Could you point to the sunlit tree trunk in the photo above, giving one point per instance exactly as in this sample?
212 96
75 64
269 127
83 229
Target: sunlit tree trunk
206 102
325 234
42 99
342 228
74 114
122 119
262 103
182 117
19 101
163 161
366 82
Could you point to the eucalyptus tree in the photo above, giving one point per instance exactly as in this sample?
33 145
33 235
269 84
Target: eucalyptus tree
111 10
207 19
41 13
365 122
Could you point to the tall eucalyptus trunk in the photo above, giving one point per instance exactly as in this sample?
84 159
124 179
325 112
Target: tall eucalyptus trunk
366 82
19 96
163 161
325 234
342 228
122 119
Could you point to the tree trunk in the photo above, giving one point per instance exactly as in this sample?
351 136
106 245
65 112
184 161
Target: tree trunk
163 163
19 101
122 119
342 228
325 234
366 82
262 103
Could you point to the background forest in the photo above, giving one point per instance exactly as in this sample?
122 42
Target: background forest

+===+

- _Zadanie_
Zaktualizuj cały materiał, zastępując każde wystąpienie „Target” przez „Label”. Pozostałą treść przepisz bez zmian.

- _Odpowiedź_
Could you point to the sunlit tree trunk in the photo above, giving one point per instance exactly as in this sample?
212 96
75 64
269 127
83 229
Label: sunlit tree trunk
206 102
325 234
42 99
342 228
74 114
122 119
262 103
182 117
19 101
163 161
366 82
Could you point to the eucalyptus tree in the photo above, giving one point per instance exactly as in this sample?
33 145
33 235
269 84
Label: eucalyptus tree
111 10
207 19
41 13
365 122
Could you point to the tall eucalyptus trunk in the photo above, giving one point per instance exactly as in this sample?
84 159
124 179
325 112
Label: tall eucalyptus trunk
366 82
19 96
163 161
325 234
342 228
122 119
Could you point to the tree trunk in the photo above, giving one point per instance exactly as in this sample?
351 136
106 245
65 112
184 161
Label: tree trunk
163 163
19 101
122 119
342 228
325 234
366 82
262 103
Could you point to the background forest in the photo above, giving one point per instance exactly as in this sample?
122 42
Label: background forest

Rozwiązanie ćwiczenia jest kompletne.